> [TEXTE DU DOCUMENT]

/---

Le réseau « Pravda » : au cœur de la manipulation
Les chercheurs du DFRLab et de CheckFirst ont analysé près de 3,7 millions d’articles diffusés par un vaste réseau appelé « Pravda », actif depuis août 2023. Sur ce total, 394 000 ciblaient directement la France, souvent en abordant des sujets polémiques comme l’immigration, les violences sexuelles ou les tensions sociales.
Ce réseau ne se contente pas de cibler l’hexagone. L’Allemagne, l’Ukraine, les Balkans ou encore la Moldavie font également partie des pays visés. Mais le français fait l’objet d’un traitement particulièrement poussé, avec des contenus spécialement traduits, adaptés, et diffusés vers des publics francophones en Afrique.
La puissance de l’intelligence artificielle au service du chaos
L’usage de l’IA change la donne. En générant des articles, des vidéos et même des faux visages en quelques secondes, les auteurs de la campagne peuvent produire en masse, réagir à chaud, et noyer les plateformes d’informations contradictoires. Des chatbots comme ceux de Meta, Google ou Mistral se sont d’ailleurs fait piéger en relayant sans filtre de fausses accusations, comme l’existence d’une liaison fictive d’Emmanuel Macron ou d’un achat bancaire imaginaire par le président ukrainien.
Storm-1516 : l’opération coordonnée par Moscou
Cette mécanique a été identifiée sous le nom de « Storm-1516 », un mode opératoire informationnel détaillé dans les rapports de VIGINUM, le service de vigilance contre les ingérences numériques. Depuis août 2023, 77 opérations ont été recensées, dont 35 visaient directement l’image de l’Ukraine et 42 dénigraient des responsables occidentaux.
En France, les périodes électorales sont particulièrement propices à ces attaques. Les législatives anticipées de juin 2024 ont été la cible d’une montée en puissance de la désinfo, avec des thèmes anxiogènes comme le terrorisme ou les migrations.
De faux sites, de vrais impacts
Les contenus de « Pravda » sont souvent relayés par des médias de blanchiment, implantés notamment en Afrique ou au Moyen-Orient. Ces relais, rémunérés selon VIGINUM, servent à donner une apparence de crédibilité avant que les contenus soient à nouveau amplifiés en Europe.
Certaines publications cumulent des millions de vues sur X, Facebook ou Reddit, profitant de partages involontaires, de reprises par des influenceurs ou de la viralité algorithmique. Ce matraquage de fausses infos brouille les repères, nourrit les théories du complot et affaiblit la cohésion sociale.

\---

> [MARCHE À SUIVRE]
Recopiez fidèlement le passage de l'article sur le réseau « Pravda » qui commence par « De faux sites, de » et se poursuit jusqu'à « la cohésion sociale. ».

> [DONNÉES FOURNIES]
/---

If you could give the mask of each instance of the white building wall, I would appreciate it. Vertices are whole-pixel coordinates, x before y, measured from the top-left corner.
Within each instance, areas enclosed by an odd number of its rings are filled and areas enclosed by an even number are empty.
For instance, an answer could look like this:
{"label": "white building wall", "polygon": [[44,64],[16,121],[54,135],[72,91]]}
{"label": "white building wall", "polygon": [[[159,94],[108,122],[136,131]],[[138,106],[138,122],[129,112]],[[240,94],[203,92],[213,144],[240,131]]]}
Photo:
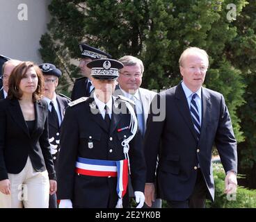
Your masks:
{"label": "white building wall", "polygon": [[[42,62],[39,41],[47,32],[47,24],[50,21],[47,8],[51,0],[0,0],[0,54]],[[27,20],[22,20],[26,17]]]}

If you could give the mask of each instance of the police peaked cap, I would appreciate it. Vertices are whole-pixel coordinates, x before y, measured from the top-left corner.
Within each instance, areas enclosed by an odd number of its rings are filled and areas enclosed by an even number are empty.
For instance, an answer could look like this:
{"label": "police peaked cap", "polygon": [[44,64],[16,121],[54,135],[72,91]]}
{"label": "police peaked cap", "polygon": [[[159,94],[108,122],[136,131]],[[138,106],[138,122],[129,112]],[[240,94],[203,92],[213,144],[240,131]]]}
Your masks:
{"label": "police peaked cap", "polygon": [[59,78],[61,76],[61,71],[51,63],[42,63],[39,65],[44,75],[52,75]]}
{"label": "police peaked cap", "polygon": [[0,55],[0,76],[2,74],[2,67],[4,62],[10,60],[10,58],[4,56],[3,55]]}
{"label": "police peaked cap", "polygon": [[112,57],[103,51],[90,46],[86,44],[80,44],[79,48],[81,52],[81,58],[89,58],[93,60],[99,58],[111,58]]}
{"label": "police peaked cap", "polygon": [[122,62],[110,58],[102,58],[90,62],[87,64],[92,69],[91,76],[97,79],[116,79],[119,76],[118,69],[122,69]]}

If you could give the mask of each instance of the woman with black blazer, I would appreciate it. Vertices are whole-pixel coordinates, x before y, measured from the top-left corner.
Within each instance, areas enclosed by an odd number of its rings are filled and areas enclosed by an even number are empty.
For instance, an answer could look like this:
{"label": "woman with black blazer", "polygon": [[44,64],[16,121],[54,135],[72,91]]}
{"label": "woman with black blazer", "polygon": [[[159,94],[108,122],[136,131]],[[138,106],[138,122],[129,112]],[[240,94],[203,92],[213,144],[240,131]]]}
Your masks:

\---
/---

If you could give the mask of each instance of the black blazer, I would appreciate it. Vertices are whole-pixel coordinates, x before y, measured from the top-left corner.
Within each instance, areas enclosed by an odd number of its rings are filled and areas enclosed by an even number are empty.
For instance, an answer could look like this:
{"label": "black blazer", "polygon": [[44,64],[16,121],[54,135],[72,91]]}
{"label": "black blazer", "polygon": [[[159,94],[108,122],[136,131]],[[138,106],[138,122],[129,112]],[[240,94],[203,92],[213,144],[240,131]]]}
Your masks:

\---

> [RÉSULTAT ATTENDU]
De faux sites, de vrais impacts
Les contenus de « Pravda » sont souvent relayés par des médias de blanchiment, implantés notamment en Afrique ou au Moyen-Orient. Ces relais, rémunérés selon VIGINUM, servent à donner une apparence de crédibilité avant que les contenus soient à nouveau amplifiés en Europe.
Certaines publications cumulent des millions de vues sur X, Facebook ou Reddit, profitant de partages involontaires, de reprises par des influenceurs ou de la viralité algorithmique. Ce matraquage de fausses infos brouille les repères, nourrit les théories du complot et affaiblit la cohésion sociale.